YOUR GOAL >>
From the line with "out the dead" to the line with "out the mottled", retype every line exactly, including those two, and leave out the rest of the data below.

▬▬▬▬▬▬

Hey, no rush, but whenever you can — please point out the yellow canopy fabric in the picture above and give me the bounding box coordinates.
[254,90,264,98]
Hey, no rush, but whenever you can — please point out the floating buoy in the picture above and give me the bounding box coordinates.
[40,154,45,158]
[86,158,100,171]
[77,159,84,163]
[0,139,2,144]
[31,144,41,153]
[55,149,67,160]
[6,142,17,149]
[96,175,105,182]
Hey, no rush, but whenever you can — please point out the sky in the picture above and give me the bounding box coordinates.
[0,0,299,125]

▬▬▬▬▬▬

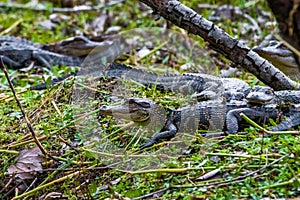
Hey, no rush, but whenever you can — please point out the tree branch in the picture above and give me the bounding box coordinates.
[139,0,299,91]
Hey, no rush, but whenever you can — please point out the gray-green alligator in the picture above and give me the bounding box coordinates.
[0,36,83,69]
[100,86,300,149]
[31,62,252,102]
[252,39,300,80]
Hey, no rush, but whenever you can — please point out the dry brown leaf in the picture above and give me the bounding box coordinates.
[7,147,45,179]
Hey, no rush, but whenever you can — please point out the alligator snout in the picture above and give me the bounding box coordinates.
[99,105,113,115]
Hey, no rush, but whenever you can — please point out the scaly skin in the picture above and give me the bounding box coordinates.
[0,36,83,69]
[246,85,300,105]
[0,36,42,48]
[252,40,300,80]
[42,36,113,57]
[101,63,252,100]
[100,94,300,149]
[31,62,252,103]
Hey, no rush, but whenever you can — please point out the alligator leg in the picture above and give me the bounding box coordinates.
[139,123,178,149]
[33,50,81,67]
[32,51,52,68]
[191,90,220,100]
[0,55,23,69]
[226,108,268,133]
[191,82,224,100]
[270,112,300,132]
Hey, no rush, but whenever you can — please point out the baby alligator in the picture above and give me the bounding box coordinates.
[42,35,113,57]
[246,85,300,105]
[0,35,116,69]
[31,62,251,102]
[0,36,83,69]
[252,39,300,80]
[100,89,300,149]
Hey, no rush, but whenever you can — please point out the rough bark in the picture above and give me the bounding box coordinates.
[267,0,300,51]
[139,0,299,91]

▬▬▬▬▬▬

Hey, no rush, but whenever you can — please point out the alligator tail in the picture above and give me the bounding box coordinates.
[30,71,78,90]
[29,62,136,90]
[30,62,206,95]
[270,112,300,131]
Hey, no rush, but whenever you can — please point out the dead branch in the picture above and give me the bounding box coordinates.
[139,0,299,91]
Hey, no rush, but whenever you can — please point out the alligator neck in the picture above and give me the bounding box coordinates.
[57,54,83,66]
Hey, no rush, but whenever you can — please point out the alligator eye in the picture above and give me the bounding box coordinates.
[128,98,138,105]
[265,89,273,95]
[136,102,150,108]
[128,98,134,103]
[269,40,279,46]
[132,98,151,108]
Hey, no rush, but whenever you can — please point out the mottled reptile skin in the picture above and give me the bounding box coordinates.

▬▬▬▬▬▬

PROBLEM SOLUTION >>
Hey, no rush, but whenever you can — please point out the dead branch in the picture above and give me the bounding box coordinates.
[139,0,299,91]
Hey, no rush, but whenever you can — please point out the alligator neck in the picture above and give me the bounding box coordinates.
[57,54,83,66]
Hey, no rush, but whenever you can — please point out the alligator eye in the picture above and give me the bounding box coordinates.
[128,98,138,105]
[265,89,273,95]
[136,102,150,108]
[128,98,134,103]
[269,40,279,46]
[132,98,151,108]
Hey, no rush, but whenever you can — please point out the mottled reptile skin in the picture above and give me the bounding box coordinates.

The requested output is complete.